Task item
Each entry, from beginning to end, is to be transcribed verbatim.

[Dataset entries]

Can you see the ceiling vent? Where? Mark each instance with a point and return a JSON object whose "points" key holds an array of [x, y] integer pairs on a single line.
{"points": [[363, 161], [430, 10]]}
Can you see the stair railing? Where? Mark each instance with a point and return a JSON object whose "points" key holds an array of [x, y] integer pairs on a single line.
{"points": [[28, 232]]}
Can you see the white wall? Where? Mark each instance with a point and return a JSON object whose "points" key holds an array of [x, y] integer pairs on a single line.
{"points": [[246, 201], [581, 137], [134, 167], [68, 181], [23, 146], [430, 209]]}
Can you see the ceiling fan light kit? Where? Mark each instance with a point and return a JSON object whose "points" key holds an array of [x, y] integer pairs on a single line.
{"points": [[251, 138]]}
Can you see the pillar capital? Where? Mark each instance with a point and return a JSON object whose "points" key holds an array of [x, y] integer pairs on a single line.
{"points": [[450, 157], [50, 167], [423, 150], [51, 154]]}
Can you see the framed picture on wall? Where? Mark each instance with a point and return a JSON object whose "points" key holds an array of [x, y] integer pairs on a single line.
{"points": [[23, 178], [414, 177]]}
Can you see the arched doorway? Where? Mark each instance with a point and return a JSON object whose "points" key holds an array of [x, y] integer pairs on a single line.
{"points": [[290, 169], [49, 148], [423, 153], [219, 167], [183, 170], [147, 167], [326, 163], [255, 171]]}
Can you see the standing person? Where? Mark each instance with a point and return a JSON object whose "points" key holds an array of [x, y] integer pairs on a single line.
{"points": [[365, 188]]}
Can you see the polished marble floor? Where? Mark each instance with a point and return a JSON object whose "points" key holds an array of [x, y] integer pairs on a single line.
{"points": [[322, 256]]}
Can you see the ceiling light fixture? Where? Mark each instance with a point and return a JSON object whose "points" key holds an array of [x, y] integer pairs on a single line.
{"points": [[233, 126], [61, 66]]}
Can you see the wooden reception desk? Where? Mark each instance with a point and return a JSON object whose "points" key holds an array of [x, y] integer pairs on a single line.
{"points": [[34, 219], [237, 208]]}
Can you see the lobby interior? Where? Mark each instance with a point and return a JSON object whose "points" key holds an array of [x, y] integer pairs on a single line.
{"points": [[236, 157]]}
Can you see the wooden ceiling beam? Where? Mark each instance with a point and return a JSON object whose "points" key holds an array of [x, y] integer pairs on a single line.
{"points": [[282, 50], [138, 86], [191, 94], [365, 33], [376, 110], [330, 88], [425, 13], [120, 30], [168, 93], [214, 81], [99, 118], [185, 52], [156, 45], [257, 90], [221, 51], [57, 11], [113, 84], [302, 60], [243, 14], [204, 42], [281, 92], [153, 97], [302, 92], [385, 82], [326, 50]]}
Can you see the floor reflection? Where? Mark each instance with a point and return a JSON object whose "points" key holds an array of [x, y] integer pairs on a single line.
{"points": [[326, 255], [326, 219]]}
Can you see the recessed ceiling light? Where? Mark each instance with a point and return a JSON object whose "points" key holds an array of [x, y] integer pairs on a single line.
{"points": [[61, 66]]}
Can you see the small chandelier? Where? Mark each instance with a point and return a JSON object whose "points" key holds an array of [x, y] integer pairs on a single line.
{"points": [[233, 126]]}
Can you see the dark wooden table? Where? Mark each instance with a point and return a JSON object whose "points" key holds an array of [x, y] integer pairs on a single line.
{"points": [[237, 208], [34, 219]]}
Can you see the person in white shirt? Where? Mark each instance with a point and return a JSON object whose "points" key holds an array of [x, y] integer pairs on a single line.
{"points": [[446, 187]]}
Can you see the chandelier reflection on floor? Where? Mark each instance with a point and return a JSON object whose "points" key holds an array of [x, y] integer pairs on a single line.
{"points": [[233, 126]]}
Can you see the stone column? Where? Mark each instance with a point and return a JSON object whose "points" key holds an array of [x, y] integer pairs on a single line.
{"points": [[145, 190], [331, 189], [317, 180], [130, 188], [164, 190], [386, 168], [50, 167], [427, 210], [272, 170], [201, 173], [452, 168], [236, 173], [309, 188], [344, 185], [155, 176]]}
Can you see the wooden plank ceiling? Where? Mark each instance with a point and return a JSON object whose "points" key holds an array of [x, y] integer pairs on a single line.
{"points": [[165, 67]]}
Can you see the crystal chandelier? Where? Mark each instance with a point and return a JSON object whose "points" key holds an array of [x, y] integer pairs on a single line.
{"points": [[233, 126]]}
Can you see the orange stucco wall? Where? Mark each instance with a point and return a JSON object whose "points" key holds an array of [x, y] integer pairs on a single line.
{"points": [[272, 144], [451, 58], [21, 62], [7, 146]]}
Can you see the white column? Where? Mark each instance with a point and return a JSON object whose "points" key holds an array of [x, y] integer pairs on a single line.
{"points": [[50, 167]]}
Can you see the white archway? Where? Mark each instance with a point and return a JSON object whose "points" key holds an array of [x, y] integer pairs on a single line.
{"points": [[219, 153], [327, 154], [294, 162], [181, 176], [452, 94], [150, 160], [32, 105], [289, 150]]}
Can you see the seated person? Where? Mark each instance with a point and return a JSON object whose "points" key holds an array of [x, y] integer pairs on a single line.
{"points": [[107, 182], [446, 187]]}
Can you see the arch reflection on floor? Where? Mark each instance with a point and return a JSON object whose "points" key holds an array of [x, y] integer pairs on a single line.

Response to this task
Can you see the ceiling vent? Where? Mark each instance with a point and return a JSON object whose "points" key holds an array of [x, y] integer pairs on a single line.
{"points": [[363, 161], [430, 10]]}
Can you see the stair railing? Where? Mark each instance with a point and return a JSON object whose "points" key holds an array of [x, y] integer pairs on a single line.
{"points": [[28, 232]]}
Can you see the white wall? Where? Mark each instance with a point and return a JSON object whose "points" key holds an array of [x, y] integer pairs on a single line.
{"points": [[246, 201], [581, 137], [134, 167], [68, 181], [23, 146], [430, 209]]}
Can you see the ceiling fan light kit? Where? Mark each instance with a point and return a JSON object whose "points" key holds an array of [x, y] integer pairs on a single line.
{"points": [[251, 138]]}
Can you see the pillar capital? Where? Mark each instance with a point and return a JSON object whose "points" key holds an array of [x, y] integer pairs on a single line.
{"points": [[450, 157], [50, 167], [423, 150], [51, 154]]}
Can you see the framed picture on wall? Where? Mark each instance with a point and return a JSON object whose "points" key holds an array of [x, y] integer pairs on a single line.
{"points": [[23, 178], [414, 177]]}
Can you see the arched doorway? Where? Mark each instance with a point and return a JSON object whose "points" key holds an array of [x, y] integer pairs on a single line.
{"points": [[290, 169], [49, 148], [423, 153], [219, 167], [183, 170], [147, 167], [326, 163], [255, 171]]}
Can you see the standing person? Where? Mark each instance with a point and return a JSON object whose "points" key holds an array of [x, y] integer pairs on a single line.
{"points": [[365, 188]]}
Can you see the polished marble floor? Where? Mark each instance with a point and return a JSON object whose "points" key holds an array of [x, y] integer pairs on a single line.
{"points": [[322, 256]]}
Can you see the ceiling light fixture? Where? Mark each instance with a point and return a JSON object whose "points" key holds an array of [x, y] integer pairs on a single line.
{"points": [[233, 126], [61, 66]]}
Can you see the wooden reception desk? Where? Mark each instance with a point and return a JSON object whose "points" key holds an array of [x, y] integer pairs on a single line.
{"points": [[34, 219], [237, 208]]}
Can you see the lobby interior? Where? Mark each instance with a point and return a JSON object whose "points" key holds an array of [x, y] integer pairs on a single line.
{"points": [[236, 157]]}
Can you see the wooden ceiling beam? Where? Mark each instance with a point and return a JSON object whose "points" key holds an array of [x, y] integer pairs on a single line.
{"points": [[282, 50], [138, 86], [191, 94], [365, 33], [376, 110], [330, 88], [425, 13], [120, 30], [168, 93], [214, 81], [99, 118], [185, 52], [156, 45], [257, 90], [221, 51], [57, 11], [113, 84], [302, 60], [243, 14], [204, 42], [281, 92], [153, 97], [302, 92], [385, 82], [326, 50]]}
Can you see the floor reflection? Where? Mark each instance with a point and return a JSON object whose "points" key holds an array of [x, y] integer pairs on a single line.
{"points": [[326, 255], [326, 219]]}
Can you see the recessed ceiling light? Where? Mark each instance with a point and return a JSON object whose "points" key holds an array of [x, y] integer pairs on a single line.
{"points": [[61, 66]]}
Can you see the small chandelier? Where? Mark each instance with a point and return a JSON object whose "points" key holds an array of [x, y] integer pairs on a single line.
{"points": [[233, 126]]}
Can you see the dark wooden table? Where? Mark each instance with a point and return a JSON object whose "points" key holds an array of [x, y] integer pairs on a single line.
{"points": [[237, 208], [34, 219]]}
Can you see the person in white shirt? Where? Mark each instance with a point and return a JSON object whose "points" key holds an array of [x, y] integer pairs on a single line.
{"points": [[446, 187]]}
Can you see the chandelier reflection on floor? Where? Mark each instance with a point and return a JSON object whose "points" key holds an array of [x, y] integer pairs on a single line.
{"points": [[233, 126]]}
Can you see the stone column? Where? Mark each instance with a point and return a JSON object whose "points" key holds an array of [x, y] integer pairs on a single line.
{"points": [[145, 190], [331, 189], [317, 180], [130, 188], [164, 190], [386, 168], [50, 167], [427, 210], [272, 170], [201, 173], [452, 168], [236, 173], [309, 188], [344, 185], [155, 176]]}
Can you see the wooden plank ceiling? Where? Mark each instance with a point and return a JSON object whose "points" key holds an array of [x, y] integer pairs on a single line.
{"points": [[165, 67]]}
Can you see the crystal chandelier? Where? Mark each instance with a point and return a JSON object whose "points" key holds an array of [x, y] integer pairs on a single line.
{"points": [[233, 126]]}
Can you see the orange stucco wall? Where? Mark each instance with a point and return a JSON object whose "points" key holds an array of [x, y] integer pairs on a single line.
{"points": [[272, 144], [451, 58], [21, 62], [7, 146]]}
Can you see the white column? Where? Mark each instance with a point and return a JSON object whose "points" key holds an array of [x, y] integer pairs on a single line.
{"points": [[50, 167]]}
Can you see the white archway? Where? Mark each instance with a point and return a JSON object whose "points" key holds an array of [x, y] integer pairs on a single line.
{"points": [[219, 153], [327, 154], [294, 162], [181, 176], [452, 94], [150, 160], [32, 105], [289, 150]]}
Can you see the seated person? Where? Mark each instance with a point and return a JSON object whose "points" key holds an array of [x, y] integer pairs on a single line.
{"points": [[107, 182], [446, 187]]}
Can you see the arch reflection on floor? Where? Mark each instance with a point and return a JSON object whose "points" key holds an array of [x, y] integer pairs on a single line.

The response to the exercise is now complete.